It was recently brought to my attention that I hadn't updated about Hewitt since originally asking for prayer for him! I'm sorry about that. We all picked up the virus/bacteria, whatever it was he was dealing with and we were sick for the next couple weeks after. Thankfully, we are now back to "normal" health.
As far as Hewitt goes - it is hard for me to answer how he is doing. Sometimes I just hate the question. There are so many variables that go into it that I feel really frustrated trying to determine what is really going on. He is able to take his medicine without anxiety again. That is a huge blessing to us. And, although he still deals with some anxiety, it isn't as intense as it was that week. Praise Jesus! We are still dealing with a high range of emotions with him and I don't always know how to help him with those emotions and that can be frustrating. We are still on the lower dose of medicine, he is still having noticeable absence seizures and we have an appointment scheduled on the 28th of this month to figure out what our next step will be.

▶ _Required work_
A - In the update about Hewitt, on what date is the appointment to decide the next step scheduled?
B - Output the passage of the update about Hewitt starting with "As far as Hewitt" and going on through "step will be.".
C - Pick up the update about Hewitt's health after its final sentence and continue writing it.

▶ _Available data_
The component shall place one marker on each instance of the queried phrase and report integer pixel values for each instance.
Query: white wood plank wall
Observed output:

---

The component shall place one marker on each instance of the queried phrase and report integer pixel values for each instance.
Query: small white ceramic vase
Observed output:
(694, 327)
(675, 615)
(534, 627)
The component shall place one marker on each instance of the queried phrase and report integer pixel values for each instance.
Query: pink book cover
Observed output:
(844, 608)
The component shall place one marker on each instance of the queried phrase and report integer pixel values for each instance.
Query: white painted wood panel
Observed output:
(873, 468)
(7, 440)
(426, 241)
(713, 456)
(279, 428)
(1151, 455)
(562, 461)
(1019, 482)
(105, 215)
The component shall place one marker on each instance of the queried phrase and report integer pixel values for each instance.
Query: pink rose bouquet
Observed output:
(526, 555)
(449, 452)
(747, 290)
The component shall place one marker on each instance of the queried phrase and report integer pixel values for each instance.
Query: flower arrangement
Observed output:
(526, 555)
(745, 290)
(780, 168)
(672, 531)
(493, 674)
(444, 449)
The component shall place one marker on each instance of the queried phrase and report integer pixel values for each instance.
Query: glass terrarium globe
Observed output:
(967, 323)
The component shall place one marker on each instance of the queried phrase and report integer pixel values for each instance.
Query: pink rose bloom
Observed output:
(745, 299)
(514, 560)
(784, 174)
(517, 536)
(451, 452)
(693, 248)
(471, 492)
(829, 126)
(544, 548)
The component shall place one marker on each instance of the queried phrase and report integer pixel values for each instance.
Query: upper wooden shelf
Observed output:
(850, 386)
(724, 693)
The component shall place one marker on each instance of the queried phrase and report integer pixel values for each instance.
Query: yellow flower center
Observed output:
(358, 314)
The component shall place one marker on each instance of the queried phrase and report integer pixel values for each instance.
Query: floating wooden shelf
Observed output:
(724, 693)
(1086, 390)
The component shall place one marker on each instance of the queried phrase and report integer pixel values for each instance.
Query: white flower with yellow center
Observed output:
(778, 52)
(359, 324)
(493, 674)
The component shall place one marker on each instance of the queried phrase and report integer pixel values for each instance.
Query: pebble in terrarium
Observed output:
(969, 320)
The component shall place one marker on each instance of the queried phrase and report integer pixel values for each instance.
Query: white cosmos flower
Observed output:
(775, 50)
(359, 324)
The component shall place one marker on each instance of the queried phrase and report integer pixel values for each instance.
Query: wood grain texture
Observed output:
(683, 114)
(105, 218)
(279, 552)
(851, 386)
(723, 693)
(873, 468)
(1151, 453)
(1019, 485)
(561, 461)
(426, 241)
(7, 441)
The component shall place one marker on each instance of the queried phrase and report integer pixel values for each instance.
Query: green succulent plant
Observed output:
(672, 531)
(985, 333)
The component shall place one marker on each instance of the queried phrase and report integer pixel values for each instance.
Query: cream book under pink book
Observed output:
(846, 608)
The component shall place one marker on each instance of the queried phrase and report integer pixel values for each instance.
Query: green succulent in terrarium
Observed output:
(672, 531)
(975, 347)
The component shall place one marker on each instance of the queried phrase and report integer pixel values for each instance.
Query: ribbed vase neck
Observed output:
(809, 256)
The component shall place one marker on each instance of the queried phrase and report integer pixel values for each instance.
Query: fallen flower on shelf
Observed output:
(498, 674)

* * *

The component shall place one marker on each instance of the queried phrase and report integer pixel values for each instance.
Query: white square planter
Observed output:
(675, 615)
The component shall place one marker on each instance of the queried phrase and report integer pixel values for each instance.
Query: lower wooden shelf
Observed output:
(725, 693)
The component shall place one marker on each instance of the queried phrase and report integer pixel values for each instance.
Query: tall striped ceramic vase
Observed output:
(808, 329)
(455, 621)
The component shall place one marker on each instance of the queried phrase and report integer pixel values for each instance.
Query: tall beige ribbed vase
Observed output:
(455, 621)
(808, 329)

▶ _Numbered answers_
A - It is scheduled on the 28th of this month.

B -
As far as Hewitt goes - it is hard for me to answer how he is doing. Sometimes I just hate the question. There are so many variables that go into it that I feel really frustrated trying to determine what is really going on. He is able to take his medicine without anxiety again. That is a huge blessing to us. And, although he still deals with some anxiety, it isn't as intense as it was that week. Praise Jesus! We are still dealing with a high range of emotions with him and I don't always know how to help him with those emotions and that can be frustrating. We are still on the lower dose of medicine, he is still having noticeable absence seizures and we have an appointment scheduled on the 28th of this month to figure out what our next step will be.

C -
We also will be taking Titus in to Hewitt's neurologist on the 27th for a Video EEG. He started having some involuntary movements last week. They came on fairly suddenly and with quite the intensity. I am trying to remain calm about it but I don't always succeed in that. I have some days where I freak out and cry about it and some where I am able to just abide in knowing that God knows what is going on and I can trust that. The hardest part right now is just waiting for answers. I really want to say that I don't think they're seizures but I don't feel like I can rule it out yet. They look like tics, and while that would definitely be preferred over seizures, it still makes my mama heart sad. If they keep going on like they do, my sweet boy will likely be a target for teasing and THAT is really hard for me to swallow. Titus is one of the most joyful and fun kids I have ever known. I hate the idea of someone ever taking that from him. I know I can't protect him forever, whether he has a tic disorder or not, but that doesn't mean I don't want to!
We would definitely appreciate prayers for the VEEG - we will be there for about 24 hours and Titus is not one to sit still. This medical stuff is all new to him so I hope it doesn't scare him. Also, for wisdom in knowing what our next step for Hewitt should be. Thanks!